Dados a processar ->
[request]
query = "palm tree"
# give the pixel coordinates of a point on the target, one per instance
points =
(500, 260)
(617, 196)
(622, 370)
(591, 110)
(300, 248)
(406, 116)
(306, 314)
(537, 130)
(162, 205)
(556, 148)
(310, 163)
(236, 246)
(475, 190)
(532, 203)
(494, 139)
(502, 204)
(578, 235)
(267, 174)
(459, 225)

Problema -> Converta todas as linhas da listagem acima em uma lista numerada, sem incluir as linhas em branco.

Resultado ->
1. [request]
2. query = "palm tree"
3. # give the pixel coordinates of a point on the target, one per instance
4. points =
5. (500, 260)
6. (617, 196)
7. (622, 370)
8. (591, 110)
9. (300, 248)
10. (406, 116)
11. (306, 314)
12. (537, 130)
13. (162, 205)
14. (556, 148)
15. (310, 163)
16. (236, 246)
17. (475, 190)
18. (532, 203)
19. (494, 139)
20. (502, 204)
21. (578, 235)
22. (267, 174)
23. (459, 225)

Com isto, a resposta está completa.